LISTING
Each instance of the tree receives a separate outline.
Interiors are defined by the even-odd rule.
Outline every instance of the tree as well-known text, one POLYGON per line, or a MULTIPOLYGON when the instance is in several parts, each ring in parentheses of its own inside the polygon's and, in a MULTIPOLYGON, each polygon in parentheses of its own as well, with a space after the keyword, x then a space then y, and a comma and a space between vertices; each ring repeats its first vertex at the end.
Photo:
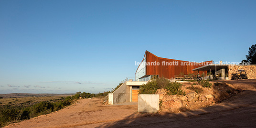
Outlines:
POLYGON ((256 64, 256 44, 253 44, 249 48, 248 55, 246 55, 247 61, 251 62, 251 64, 256 64))

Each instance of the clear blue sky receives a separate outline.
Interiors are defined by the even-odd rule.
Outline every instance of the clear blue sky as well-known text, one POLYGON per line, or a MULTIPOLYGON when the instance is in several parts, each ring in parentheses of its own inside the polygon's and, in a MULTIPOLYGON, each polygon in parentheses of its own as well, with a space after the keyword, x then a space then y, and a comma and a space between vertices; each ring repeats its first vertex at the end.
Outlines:
POLYGON ((0 0, 0 93, 98 93, 135 77, 145 50, 240 62, 256 0, 0 0))

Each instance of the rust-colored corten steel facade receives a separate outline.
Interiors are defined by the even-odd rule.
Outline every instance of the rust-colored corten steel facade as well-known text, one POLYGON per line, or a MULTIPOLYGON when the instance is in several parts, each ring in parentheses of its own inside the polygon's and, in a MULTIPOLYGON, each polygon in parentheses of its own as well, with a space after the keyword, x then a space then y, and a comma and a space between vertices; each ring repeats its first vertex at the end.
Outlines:
MULTIPOLYGON (((196 63, 159 57, 146 51, 144 59, 136 71, 136 79, 138 81, 140 78, 150 75, 159 75, 160 77, 171 79, 174 78, 174 75, 180 75, 181 73, 189 75, 199 73, 201 75, 203 71, 198 72, 192 70, 212 63, 213 61, 196 63), (150 64, 148 64, 149 63, 150 64), (143 64, 145 64, 145 65, 142 66, 143 64)), ((205 72, 205 73, 206 72, 205 72)))

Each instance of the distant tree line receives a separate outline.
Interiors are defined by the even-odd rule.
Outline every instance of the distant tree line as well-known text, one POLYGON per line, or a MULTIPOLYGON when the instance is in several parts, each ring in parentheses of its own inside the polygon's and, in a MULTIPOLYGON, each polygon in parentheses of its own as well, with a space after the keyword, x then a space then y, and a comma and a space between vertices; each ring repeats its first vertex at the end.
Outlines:
MULTIPOLYGON (((61 97, 55 102, 43 101, 31 106, 6 105, 0 107, 0 127, 4 127, 10 123, 28 119, 43 114, 63 109, 75 102, 80 98, 89 98, 92 97, 103 98, 108 96, 108 93, 113 93, 117 89, 122 83, 119 84, 113 90, 99 93, 97 94, 81 92, 76 92, 75 95, 65 98, 61 97)), ((1 97, 0 97, 0 98, 1 97)), ((1 97, 2 98, 2 97, 1 97)), ((50 101, 52 101, 50 100, 50 101)), ((28 101, 23 104, 30 104, 28 101)))
MULTIPOLYGON (((99 96, 104 96, 106 94, 104 92, 99 94, 99 96)), ((23 105, 4 105, 0 107, 0 127, 4 127, 10 123, 30 119, 60 110, 72 105, 81 97, 87 98, 99 96, 94 94, 86 92, 81 93, 79 92, 72 96, 69 96, 65 98, 62 97, 60 100, 54 102, 43 101, 28 107, 23 105)), ((30 104, 31 102, 29 101, 22 104, 30 104)))

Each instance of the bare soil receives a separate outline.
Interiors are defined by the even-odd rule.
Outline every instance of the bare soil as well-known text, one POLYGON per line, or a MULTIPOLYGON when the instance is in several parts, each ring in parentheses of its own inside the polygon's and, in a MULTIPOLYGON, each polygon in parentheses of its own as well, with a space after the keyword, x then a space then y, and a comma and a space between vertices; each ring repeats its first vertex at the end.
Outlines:
POLYGON ((137 105, 102 105, 81 99, 62 110, 10 125, 8 128, 255 127, 256 80, 219 81, 241 92, 212 106, 186 112, 138 113, 137 105))

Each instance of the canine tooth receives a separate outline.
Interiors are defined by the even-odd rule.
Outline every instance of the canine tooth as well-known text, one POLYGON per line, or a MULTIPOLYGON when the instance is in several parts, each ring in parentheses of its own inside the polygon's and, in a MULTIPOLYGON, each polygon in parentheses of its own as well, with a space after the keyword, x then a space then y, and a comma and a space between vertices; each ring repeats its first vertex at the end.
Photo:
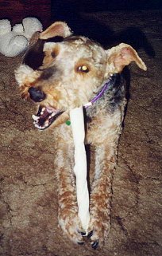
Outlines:
POLYGON ((52 114, 51 114, 51 116, 54 116, 56 115, 56 113, 53 112, 52 114))
POLYGON ((32 118, 33 119, 34 121, 37 121, 40 117, 35 115, 32 115, 32 118))
POLYGON ((48 125, 49 124, 49 121, 47 120, 46 121, 45 121, 45 125, 48 125))
POLYGON ((40 115, 43 115, 44 111, 45 111, 45 108, 44 107, 41 109, 40 115))

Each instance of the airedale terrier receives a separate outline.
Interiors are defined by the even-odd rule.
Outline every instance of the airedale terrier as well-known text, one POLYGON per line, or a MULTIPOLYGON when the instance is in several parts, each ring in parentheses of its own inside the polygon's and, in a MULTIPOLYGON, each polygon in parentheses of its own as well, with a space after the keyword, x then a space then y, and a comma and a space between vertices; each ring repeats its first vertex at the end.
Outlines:
POLYGON ((105 50, 87 37, 74 36, 61 22, 32 40, 34 43, 15 72, 16 80, 22 97, 37 104, 35 127, 44 130, 50 126, 55 134, 59 223, 79 244, 87 234, 77 214, 74 144, 67 121, 70 109, 84 108, 86 144, 94 148, 88 238, 96 249, 110 230, 112 173, 126 104, 121 72, 132 61, 144 70, 146 66, 130 45, 122 43, 105 50))

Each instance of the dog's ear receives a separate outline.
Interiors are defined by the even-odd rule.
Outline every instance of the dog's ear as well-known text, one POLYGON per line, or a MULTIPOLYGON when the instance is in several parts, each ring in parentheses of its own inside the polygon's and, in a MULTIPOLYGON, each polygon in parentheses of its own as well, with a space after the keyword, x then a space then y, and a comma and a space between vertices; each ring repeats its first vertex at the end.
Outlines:
POLYGON ((63 22, 56 22, 52 24, 47 30, 40 33, 40 38, 46 40, 54 37, 67 37, 71 34, 68 26, 63 22))
POLYGON ((135 61, 138 67, 147 70, 144 61, 135 49, 129 45, 122 43, 106 51, 107 54, 107 69, 109 73, 121 73, 125 65, 135 61))

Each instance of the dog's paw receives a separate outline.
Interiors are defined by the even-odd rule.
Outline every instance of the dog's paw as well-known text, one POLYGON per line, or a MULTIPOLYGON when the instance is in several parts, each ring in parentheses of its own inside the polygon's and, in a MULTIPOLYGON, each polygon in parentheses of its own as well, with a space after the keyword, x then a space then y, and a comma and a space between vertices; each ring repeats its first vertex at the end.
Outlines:
POLYGON ((110 222, 103 219, 91 219, 89 225, 87 238, 91 240, 91 247, 96 250, 99 245, 102 245, 110 230, 110 222))
POLYGON ((81 228, 79 219, 76 214, 69 214, 66 216, 59 216, 59 224, 64 233, 75 243, 84 244, 83 232, 81 228))

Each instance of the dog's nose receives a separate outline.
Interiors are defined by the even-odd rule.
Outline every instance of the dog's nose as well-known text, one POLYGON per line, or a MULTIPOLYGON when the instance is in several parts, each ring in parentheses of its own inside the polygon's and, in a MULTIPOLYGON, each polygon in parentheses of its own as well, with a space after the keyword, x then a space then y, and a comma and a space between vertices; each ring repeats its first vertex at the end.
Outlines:
POLYGON ((45 93, 35 87, 30 87, 28 90, 30 98, 35 102, 40 102, 46 97, 45 93))

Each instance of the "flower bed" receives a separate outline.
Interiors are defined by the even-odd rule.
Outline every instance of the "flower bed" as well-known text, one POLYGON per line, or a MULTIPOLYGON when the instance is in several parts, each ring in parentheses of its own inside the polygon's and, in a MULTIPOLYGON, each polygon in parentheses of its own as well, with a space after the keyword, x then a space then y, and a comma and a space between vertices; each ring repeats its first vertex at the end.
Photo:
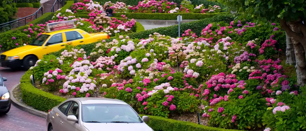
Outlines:
MULTIPOLYGON (((85 0, 84 2, 87 2, 87 1, 85 0)), ((88 19, 77 18, 74 16, 73 13, 68 9, 73 8, 73 6, 76 6, 77 5, 73 4, 72 1, 69 1, 67 4, 55 12, 52 19, 49 19, 45 23, 73 20, 75 21, 78 28, 89 33, 105 32, 111 36, 114 36, 116 33, 126 34, 143 30, 143 27, 141 27, 142 26, 139 23, 137 23, 139 27, 135 27, 136 22, 133 19, 128 20, 127 18, 124 15, 121 15, 121 18, 111 18, 106 16, 106 14, 101 13, 101 9, 99 8, 102 7, 99 4, 92 1, 88 1, 88 3, 86 5, 84 5, 85 6, 84 9, 91 12, 87 15, 89 16, 88 19), (137 31, 137 29, 140 30, 137 31)), ((46 20, 46 19, 43 19, 46 20)), ((46 24, 43 23, 36 25, 31 23, 22 28, 18 29, 13 33, 5 34, 5 35, 2 35, 1 37, 6 40, 5 41, 7 42, 0 45, 0 47, 3 49, 7 50, 25 45, 37 36, 44 32, 45 26, 46 24), (21 30, 21 29, 23 30, 21 30)))
MULTIPOLYGON (((45 57, 27 72, 35 73, 40 88, 50 91, 50 84, 59 87, 52 92, 56 95, 90 97, 96 93, 122 100, 141 114, 167 117, 198 111, 211 126, 296 129, 272 118, 293 121, 283 113, 297 114, 300 108, 294 104, 304 96, 299 94, 294 76, 285 75, 292 71, 284 70, 288 66, 275 57, 281 51, 277 47, 284 34, 275 30, 278 24, 265 22, 211 23, 200 33, 187 30, 179 38, 156 33, 141 39, 117 35, 96 43, 89 55, 83 49, 68 47, 60 57, 45 57), (258 31, 268 36, 250 37, 257 34, 250 31, 263 26, 265 31, 258 31), (294 100, 286 100, 289 97, 294 100)), ((294 122, 302 125, 298 120, 294 122)))

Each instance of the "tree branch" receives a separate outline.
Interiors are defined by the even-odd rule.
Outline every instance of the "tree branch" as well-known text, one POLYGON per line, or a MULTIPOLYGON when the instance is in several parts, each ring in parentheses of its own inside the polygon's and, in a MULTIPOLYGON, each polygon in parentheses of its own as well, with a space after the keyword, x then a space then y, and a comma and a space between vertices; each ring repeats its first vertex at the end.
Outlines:
POLYGON ((287 34, 289 36, 293 37, 299 41, 302 40, 303 39, 303 36, 299 35, 297 33, 292 30, 287 24, 286 20, 284 18, 283 19, 280 19, 280 24, 281 25, 281 28, 287 33, 287 34))

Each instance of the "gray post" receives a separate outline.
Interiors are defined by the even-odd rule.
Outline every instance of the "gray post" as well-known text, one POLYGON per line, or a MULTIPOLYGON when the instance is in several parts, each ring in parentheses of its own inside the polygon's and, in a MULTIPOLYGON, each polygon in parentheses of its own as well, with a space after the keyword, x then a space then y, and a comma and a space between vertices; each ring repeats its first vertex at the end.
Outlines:
POLYGON ((178 19, 178 37, 180 37, 180 24, 181 23, 181 22, 180 21, 181 21, 181 20, 180 20, 180 15, 178 15, 178 19, 178 19))

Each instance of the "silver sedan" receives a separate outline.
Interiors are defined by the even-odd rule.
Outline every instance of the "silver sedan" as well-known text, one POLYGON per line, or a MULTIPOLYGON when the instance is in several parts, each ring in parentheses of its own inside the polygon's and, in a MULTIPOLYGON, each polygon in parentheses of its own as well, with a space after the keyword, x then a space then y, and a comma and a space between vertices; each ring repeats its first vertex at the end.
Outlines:
POLYGON ((98 98, 69 99, 49 110, 48 131, 152 131, 126 103, 98 98))

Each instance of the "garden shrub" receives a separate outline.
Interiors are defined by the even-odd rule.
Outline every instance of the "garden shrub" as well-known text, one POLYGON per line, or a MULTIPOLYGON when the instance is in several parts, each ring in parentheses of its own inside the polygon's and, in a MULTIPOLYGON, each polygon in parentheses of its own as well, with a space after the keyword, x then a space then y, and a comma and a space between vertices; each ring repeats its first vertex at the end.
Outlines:
POLYGON ((218 13, 213 14, 200 14, 192 13, 117 13, 114 14, 114 17, 120 17, 121 15, 125 15, 130 19, 159 19, 163 20, 176 20, 177 16, 182 16, 183 19, 200 19, 210 18, 217 15, 222 15, 226 13, 218 13))
POLYGON ((10 21, 14 19, 18 8, 13 0, 2 0, 0 6, 0 24, 10 21))
POLYGON ((159 116, 140 115, 141 117, 149 116, 150 120, 146 122, 155 131, 235 131, 236 130, 211 127, 187 122, 177 121, 159 116))
POLYGON ((33 5, 33 8, 39 8, 40 7, 40 3, 32 3, 33 5))
MULTIPOLYGON (((27 105, 38 110, 47 112, 66 100, 65 98, 55 96, 34 87, 32 85, 32 81, 29 79, 32 75, 31 72, 27 71, 22 76, 20 80, 21 97, 27 105)), ((156 131, 238 131, 209 127, 158 116, 140 115, 141 117, 144 115, 149 116, 150 121, 147 124, 153 129, 156 131), (169 128, 169 127, 171 128, 169 128)))
POLYGON ((33 5, 28 3, 17 3, 16 4, 16 7, 33 7, 33 5))
POLYGON ((30 72, 27 72, 20 80, 21 97, 28 105, 47 112, 65 100, 34 87, 29 79, 32 75, 30 72))

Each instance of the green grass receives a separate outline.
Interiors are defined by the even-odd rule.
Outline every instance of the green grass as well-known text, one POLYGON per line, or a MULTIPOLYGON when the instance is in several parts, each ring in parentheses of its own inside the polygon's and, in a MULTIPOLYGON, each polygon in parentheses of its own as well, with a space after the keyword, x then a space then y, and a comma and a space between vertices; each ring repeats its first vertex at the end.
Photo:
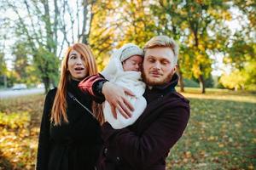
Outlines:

EXERCISE AIM
Print the entries above from the line with "Each instance of the dog's ear" to the line with "POLYGON ((81 228, 79", both included, reproducing each line unchanged.

EXERCISE RESPONSE
Each instance of the dog's ear receives a separate outline.
Interiors are defined by the even-odd rule.
Outline every instance of the dog's ear as well-known text, one POLYGON per line, or a MULTIPOLYGON when the instance is in several parts, each ring in parentheses of its own inside the polygon's and, in a MULTIPOLYGON, each polygon in parentheses of its own as well, with a space after the keyword, x then a space then y, and a comma and a space between vertices; each ring repeats its first vertex at the end.
Outlines:
POLYGON ((63 22, 56 22, 52 24, 47 30, 40 33, 40 38, 46 40, 54 37, 67 37, 71 34, 68 26, 63 22))
POLYGON ((135 61, 138 67, 147 70, 144 61, 135 49, 129 45, 122 43, 106 51, 107 54, 107 69, 109 73, 121 73, 125 65, 135 61))

Each instance of the dog's paw receives a separate outline.
Interiors are defined by the even-odd rule.
Outline every instance of the dog's paw as well-known text, one POLYGON per line, or a MULTIPOLYGON when the instance is in several parts, each ring in parentheses of its own inside the polygon's and, in a MULTIPOLYGON, each polygon in parentheses of its own as well, with a space after the keyword, x then a space then y, and a comma and a space between vertices; each ring repeats its first vertex at the end.
Outlines:
POLYGON ((110 222, 103 219, 91 219, 89 225, 87 238, 91 240, 91 247, 96 250, 99 245, 102 245, 110 230, 110 222))
POLYGON ((81 228, 79 219, 76 214, 69 214, 66 216, 59 216, 59 224, 64 233, 75 243, 84 244, 83 232, 81 228))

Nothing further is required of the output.